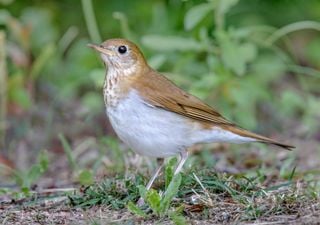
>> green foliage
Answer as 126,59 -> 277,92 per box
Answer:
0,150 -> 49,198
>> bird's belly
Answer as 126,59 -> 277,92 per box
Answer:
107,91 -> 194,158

▬▬▬

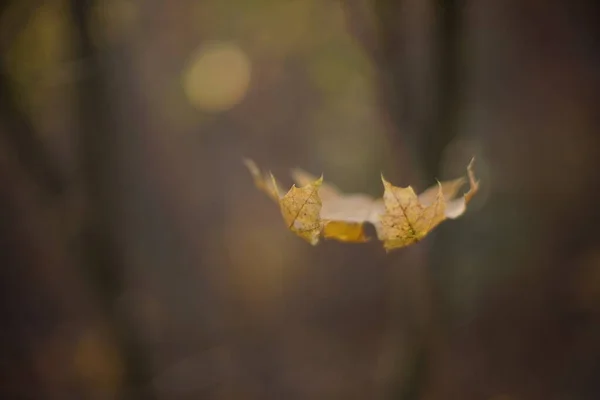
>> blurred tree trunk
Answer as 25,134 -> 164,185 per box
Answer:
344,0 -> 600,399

▬▬▬

▸ Description of the task
Copy the lines that begin at the one holding "blurred tree trunk" and stop after the one holding "344,0 -> 600,399", switching "blurred" to "hazy" and leaving everything else the same.

▸ Correct response
>> hazy tree trunk
Answer as 25,134 -> 164,185 per box
Answer:
344,0 -> 600,399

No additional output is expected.